Document excerpt: Begin

‘Apollo 11’ vividly recreates man’s first voyage to another planet

March 29, 2019

By Matthew E. Milliken
March 29, 2019

Apollo 11, the new film directed and edited by Todd Douglas Miller, is a gripping documentary chronicling astronauts’ first landing on the moon.

The picture proceeds in strict chronological order, beginning as the massive Saturn V rocket is slowly moved to its launch pad and ending once the three-man crew has been sealed into a mobile quarantine unit after being recovered from the Pacific Ocean by the U.S.S. Hornet.

Most any reader of this blog knows the outcome of the mission, but things remain lively thanks to several elements, foremost among them the inherent drama of the events being depicted.

Director-editor Todd Douglas Miller, probably best known for Dinosaur 13, his 2015 documentary about the controversial excavation of a Tyrannosaurus rex, skillfully deploys photographs and footage taken of and by the astronauts, the NASA crews supporting them and the crowds that marveled at their liftoff. (A few shots show Neil Armstrong, Buzz Aldrin and Michael Collins being greeted by enthusiastic crowds after their return.)

The images and sounds recorded in July 1969 — with a handful of exceptions, apparently — are supplemented by brief animated sequences illustrating some of the flight’s maneuvers. Captions identifying some of the people appearing on-screen and various counters indicating velocity, altitude, remaining fuel and time left until the next scheduled critical task also pop up at times.

Document excerpt: End
Supplied information: Begin

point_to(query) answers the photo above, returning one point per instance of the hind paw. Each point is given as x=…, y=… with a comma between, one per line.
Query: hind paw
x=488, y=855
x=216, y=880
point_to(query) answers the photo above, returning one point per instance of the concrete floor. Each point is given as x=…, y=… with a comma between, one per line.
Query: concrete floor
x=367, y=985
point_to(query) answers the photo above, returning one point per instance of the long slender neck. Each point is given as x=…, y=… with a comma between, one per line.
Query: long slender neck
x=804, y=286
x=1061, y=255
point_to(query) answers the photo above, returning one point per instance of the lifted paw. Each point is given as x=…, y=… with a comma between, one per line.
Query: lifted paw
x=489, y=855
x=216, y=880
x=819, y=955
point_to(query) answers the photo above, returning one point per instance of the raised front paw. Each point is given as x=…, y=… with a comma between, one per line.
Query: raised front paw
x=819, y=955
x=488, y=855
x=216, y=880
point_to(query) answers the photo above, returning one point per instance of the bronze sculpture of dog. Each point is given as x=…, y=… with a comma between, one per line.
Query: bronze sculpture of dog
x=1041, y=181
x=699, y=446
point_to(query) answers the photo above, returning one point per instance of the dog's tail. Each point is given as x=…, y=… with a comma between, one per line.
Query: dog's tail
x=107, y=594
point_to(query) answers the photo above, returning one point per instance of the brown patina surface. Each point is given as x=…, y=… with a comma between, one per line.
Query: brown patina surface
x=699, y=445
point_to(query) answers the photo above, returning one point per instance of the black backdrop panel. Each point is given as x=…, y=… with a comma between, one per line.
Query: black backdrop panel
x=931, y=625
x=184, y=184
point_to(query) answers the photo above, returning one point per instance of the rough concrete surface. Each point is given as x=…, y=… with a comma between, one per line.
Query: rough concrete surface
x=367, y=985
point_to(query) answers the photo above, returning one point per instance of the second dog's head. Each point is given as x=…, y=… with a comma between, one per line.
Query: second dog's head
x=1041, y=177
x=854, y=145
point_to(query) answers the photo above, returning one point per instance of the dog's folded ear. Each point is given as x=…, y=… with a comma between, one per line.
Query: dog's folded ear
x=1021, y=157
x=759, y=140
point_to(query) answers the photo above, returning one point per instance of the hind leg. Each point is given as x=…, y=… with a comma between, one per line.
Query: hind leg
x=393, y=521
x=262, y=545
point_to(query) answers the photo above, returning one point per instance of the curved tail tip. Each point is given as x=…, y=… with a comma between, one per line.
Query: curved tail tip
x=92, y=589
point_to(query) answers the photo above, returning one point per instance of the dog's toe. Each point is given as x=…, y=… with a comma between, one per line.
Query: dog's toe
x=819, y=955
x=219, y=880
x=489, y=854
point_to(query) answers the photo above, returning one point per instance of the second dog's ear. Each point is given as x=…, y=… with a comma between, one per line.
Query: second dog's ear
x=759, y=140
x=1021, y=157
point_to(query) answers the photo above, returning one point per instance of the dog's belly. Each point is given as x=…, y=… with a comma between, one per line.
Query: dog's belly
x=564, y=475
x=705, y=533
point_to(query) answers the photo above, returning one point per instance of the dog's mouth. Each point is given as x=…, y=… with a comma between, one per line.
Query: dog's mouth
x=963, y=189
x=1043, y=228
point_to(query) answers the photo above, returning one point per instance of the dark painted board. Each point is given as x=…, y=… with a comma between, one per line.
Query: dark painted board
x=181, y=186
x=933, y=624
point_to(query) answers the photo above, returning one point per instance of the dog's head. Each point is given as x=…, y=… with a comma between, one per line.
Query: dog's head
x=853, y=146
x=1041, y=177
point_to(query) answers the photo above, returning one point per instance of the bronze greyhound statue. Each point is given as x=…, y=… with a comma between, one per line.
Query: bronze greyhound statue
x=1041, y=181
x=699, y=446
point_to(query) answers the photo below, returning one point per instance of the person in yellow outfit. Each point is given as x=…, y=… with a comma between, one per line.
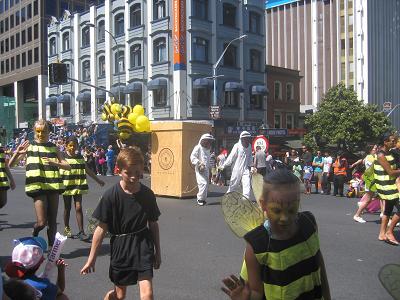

Supplied information: End

Assignment 1
According to the review of the Apollo 11 documentary, which ship recovered the three-man crew from the Pacific Ocean?
Assignment 2
From the Apollo 11 review, output the passage verbatim, beginning at the words "Apollo 11, the" and stopping after "events being depicted.".

Exercise solution 1
The U.S.S. Hornet.

Exercise solution 2
Apollo 11, the new film directed and edited by Todd Douglas Miller, is a gripping documentary chronicling astronauts’ first landing on the moon.

The picture proceeds in strict chronological order, beginning as the massive Saturn V rocket is slowly moved to its launch pad and ending once the three-man crew has been sealed into a mobile quarantine unit after being recovered from the Pacific Ocean by the U.S.S. Hornet.

Most any reader of this blog knows the outcome of the mission, but things remain lively thanks to several elements, foremost among them the inherent drama of the events being depicted.